Directions for this task:
Starting at the line with "Target: black and white photograph", set down each line of the entries below through the last one, exactly as it stands.
(Beginning of Data listing)
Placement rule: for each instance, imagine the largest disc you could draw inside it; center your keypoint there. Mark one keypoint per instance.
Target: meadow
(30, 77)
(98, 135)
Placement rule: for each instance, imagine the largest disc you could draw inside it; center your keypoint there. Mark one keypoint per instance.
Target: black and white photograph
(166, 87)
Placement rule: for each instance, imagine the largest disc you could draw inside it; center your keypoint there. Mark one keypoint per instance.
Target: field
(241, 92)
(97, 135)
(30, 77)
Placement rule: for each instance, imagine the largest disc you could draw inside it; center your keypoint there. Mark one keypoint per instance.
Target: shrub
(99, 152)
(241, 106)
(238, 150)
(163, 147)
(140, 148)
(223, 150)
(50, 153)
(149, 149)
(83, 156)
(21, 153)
(End of Data listing)
Completed task:
Target: black and white photograph
(166, 87)
Placement rule: for each instance, imagine the largest disc you could draw inside it; center your keypoint there. Mark one keypoint per instance.
Target: field
(241, 92)
(97, 135)
(30, 77)
Placement rule: for each instance, imagine the largest disc you could draw inside it; center your keypoint there. Mark one keypoint per instance.
Target: shrub
(99, 152)
(241, 106)
(238, 150)
(163, 147)
(140, 148)
(223, 150)
(50, 153)
(149, 149)
(83, 156)
(21, 153)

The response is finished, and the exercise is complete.